▶ EXCERPT PROVIDED:
● ● ●
IIT to help ICF in coach design
Chennai: Does travel in a rusty railway coach make you feel ill at ease? Your long nagging woes may come to an end soon.
For swanky new coaches with visually appealing designs, optimum safety features and comfort at par with global standards are not very far. Integral Coach Factory, the premiere coach vendor of Indian Railways, has signed an MoU with IIT-Madras for eight different projects to achieve this.
The projects include studying the use of fire retardant, biodegradable and recyclable material in coaches, vibration analysis for better passenger comfort and efficient emergency exit windows besides erecting photovoltaic cells atop coaches to tap solar power.
Computer modeling of airflow in AC coaches and designing coaches for standard and interior furnishing and skin tensioning of coach walls for improved surface quality are other components of the MoU.
Nearly Rs 25 lakh has been allotted for each of the eight projects, most of which would be over by July 2014, Pankaj Kumar, chief mechanical engineer, ICF told Deccan Chronicle.
Often passenger’s complaint about airflow being high on the upper berth and relatively low in the lower berth, Kumar said adding that computer modeled air conditioning would ensure uniform flow to all parts of the coach.
For instance, emergency exit windows would be redesigned in such a way that it would open only from inside, unlike the existing ones that give access to people from outside, he added.
Erection of the photovoltaic cells atop coaches is estimated to help meet the power demand of a train up to 60 per cent.
Alternators generate up to 4.5 KV power to keep the fans, lights and ACs running, the photovoltaic cells would generate 2.5-3 KV, which would keep the fans and lights running, said Ashok K. Agarwal while displaying the National Energy Conservation award given to Integral Coach Factory recently by the Union government for reducing its power consumption.
● ● ●
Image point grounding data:
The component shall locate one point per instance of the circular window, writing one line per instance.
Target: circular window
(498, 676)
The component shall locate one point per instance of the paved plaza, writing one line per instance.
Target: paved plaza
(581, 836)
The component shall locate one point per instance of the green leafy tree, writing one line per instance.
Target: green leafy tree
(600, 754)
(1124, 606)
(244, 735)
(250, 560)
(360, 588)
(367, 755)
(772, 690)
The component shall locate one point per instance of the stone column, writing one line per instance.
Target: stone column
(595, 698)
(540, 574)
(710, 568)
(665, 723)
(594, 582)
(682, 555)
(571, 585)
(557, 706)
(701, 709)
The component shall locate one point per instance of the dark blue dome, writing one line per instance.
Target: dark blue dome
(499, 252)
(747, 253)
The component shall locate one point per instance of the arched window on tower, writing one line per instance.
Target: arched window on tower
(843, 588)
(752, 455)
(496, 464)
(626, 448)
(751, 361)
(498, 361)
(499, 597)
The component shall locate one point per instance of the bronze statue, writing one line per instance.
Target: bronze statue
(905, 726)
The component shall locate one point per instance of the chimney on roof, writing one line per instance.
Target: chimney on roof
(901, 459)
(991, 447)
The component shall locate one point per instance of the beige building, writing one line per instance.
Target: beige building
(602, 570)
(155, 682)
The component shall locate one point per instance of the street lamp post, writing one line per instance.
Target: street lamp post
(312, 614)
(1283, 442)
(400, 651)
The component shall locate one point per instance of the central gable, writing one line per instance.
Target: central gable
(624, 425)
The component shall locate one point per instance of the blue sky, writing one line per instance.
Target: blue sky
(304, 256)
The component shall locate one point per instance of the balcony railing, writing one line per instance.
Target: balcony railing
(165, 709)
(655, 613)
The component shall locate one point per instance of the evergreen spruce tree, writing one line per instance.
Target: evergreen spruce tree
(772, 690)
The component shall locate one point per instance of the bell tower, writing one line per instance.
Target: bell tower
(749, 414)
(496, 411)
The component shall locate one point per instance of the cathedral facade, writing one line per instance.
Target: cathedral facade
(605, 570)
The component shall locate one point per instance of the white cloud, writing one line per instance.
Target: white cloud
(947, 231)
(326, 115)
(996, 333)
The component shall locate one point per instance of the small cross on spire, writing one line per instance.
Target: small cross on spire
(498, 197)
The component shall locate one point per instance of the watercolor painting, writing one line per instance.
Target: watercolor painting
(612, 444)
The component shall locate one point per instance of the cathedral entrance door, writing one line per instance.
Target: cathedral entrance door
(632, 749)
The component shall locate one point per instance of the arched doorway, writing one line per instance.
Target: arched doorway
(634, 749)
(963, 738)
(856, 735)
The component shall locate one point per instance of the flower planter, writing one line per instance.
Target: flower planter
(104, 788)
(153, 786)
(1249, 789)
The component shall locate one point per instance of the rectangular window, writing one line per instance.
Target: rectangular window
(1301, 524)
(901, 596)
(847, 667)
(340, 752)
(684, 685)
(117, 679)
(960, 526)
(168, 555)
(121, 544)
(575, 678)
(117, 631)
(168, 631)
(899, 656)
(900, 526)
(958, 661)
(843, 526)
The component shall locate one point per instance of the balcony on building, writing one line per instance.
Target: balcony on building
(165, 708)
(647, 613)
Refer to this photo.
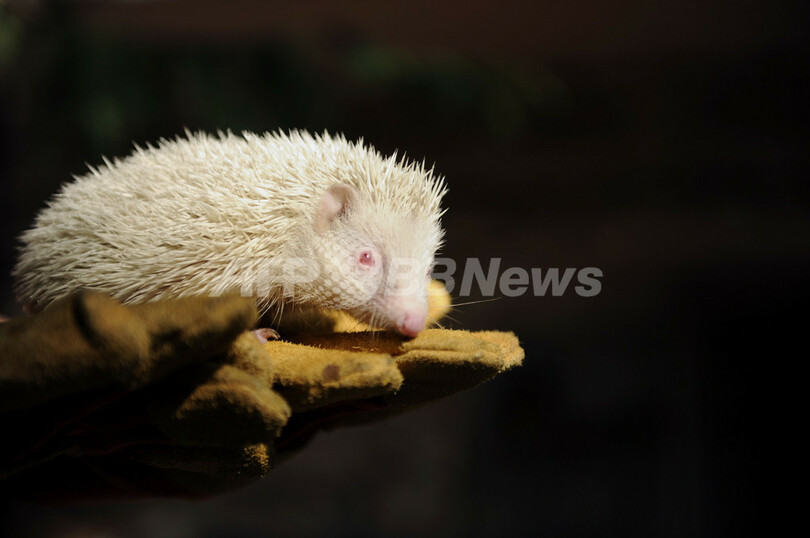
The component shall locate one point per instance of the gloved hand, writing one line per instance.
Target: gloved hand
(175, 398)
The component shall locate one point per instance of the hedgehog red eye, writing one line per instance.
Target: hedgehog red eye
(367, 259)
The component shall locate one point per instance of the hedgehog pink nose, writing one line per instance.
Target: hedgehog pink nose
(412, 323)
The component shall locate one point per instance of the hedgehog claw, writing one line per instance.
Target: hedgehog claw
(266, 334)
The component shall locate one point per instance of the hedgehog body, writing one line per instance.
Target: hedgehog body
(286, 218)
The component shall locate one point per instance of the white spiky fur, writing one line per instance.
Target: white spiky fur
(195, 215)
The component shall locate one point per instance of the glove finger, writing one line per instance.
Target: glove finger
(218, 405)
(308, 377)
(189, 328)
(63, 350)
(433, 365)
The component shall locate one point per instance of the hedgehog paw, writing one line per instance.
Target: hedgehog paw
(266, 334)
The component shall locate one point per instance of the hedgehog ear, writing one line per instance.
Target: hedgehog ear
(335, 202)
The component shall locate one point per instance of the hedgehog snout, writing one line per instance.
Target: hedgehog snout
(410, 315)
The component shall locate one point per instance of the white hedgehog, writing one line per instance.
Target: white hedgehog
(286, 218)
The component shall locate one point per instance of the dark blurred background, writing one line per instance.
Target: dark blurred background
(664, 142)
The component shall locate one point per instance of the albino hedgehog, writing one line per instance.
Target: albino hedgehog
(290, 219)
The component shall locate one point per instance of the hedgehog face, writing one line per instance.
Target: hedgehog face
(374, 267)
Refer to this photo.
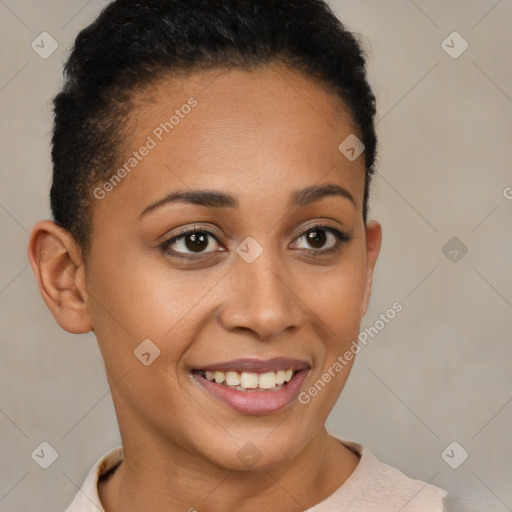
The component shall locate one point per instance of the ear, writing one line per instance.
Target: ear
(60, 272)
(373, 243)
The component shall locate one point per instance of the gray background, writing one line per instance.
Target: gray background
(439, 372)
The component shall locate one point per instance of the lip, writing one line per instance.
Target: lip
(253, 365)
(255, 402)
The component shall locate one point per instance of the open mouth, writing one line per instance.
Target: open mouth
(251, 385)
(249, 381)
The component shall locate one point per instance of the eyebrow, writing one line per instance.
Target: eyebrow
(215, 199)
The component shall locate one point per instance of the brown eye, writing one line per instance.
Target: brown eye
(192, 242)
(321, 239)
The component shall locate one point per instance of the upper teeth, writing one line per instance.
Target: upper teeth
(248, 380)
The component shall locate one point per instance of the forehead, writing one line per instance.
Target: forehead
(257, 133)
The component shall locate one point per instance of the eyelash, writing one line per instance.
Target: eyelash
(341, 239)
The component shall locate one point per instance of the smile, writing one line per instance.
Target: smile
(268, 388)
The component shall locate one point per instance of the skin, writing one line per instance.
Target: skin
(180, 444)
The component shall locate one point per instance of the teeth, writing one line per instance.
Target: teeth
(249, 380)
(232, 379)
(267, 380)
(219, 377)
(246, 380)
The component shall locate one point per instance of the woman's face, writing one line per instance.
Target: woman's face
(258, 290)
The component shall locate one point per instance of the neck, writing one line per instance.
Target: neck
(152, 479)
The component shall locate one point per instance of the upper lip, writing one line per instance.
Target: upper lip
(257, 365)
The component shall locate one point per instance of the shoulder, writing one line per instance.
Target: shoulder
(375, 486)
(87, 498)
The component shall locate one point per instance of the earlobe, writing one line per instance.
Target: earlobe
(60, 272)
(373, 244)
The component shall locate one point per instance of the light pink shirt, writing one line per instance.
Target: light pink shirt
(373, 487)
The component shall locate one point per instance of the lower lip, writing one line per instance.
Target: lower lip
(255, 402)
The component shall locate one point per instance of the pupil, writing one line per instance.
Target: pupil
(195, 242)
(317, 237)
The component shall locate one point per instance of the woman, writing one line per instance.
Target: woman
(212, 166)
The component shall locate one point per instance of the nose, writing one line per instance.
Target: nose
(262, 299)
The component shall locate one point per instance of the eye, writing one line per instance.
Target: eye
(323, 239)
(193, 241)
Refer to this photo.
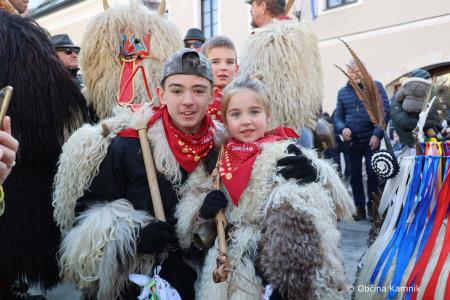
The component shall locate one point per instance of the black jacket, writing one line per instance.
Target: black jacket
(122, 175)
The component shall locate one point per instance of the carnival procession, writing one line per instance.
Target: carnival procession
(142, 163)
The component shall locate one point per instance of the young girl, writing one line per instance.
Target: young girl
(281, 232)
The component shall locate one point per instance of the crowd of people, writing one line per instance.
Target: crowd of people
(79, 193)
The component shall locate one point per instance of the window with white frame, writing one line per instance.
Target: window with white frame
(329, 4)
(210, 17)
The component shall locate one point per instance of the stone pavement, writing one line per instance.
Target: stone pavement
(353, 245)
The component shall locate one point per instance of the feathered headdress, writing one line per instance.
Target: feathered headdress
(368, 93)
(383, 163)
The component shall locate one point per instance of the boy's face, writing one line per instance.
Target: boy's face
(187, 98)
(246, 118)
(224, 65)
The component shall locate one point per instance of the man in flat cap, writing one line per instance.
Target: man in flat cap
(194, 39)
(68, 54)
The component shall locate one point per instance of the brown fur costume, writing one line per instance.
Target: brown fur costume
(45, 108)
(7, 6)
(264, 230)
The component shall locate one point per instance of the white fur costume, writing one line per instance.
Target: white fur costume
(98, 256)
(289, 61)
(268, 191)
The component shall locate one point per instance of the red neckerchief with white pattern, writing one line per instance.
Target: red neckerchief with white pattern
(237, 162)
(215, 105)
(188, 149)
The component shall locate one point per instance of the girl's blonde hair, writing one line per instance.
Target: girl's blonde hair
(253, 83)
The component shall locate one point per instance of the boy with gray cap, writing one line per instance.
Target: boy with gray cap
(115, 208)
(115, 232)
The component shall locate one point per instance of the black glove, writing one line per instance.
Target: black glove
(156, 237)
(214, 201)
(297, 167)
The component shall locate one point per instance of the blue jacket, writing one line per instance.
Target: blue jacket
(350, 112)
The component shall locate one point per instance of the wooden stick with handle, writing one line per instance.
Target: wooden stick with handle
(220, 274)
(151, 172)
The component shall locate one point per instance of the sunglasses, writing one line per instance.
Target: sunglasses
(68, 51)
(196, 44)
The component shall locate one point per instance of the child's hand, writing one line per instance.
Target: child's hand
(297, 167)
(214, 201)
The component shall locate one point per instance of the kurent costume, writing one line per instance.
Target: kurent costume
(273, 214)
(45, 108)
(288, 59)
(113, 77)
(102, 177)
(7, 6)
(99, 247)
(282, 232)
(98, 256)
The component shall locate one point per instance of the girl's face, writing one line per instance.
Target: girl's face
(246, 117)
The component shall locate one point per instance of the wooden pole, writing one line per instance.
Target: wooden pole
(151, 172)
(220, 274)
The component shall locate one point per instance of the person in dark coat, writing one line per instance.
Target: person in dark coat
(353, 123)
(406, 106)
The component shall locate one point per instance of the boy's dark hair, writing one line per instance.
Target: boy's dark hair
● ● ●
▶ ASSIGNED TASK 1:
According to the article on coach design, what do the alternators keep running? List each item.
▶ ASSIGNED TASK 2:
Rewrite the stretch from "For instance, emergency" through "60 per cent." in the article on coach design, putting "solar panels" in place of "photovoltaic cells".

▶ EXERCISE SOLUTION 1:
Fans, lights and ACs.

▶ EXERCISE SOLUTION 2:
For instance, emergency exit windows would be redesigned in such a way that it would open only from inside, unlike the existing ones that give access to people from outside, he added.
Erection of the solar panels atop coaches is estimated to help meet the power demand of a train up to 60 per cent.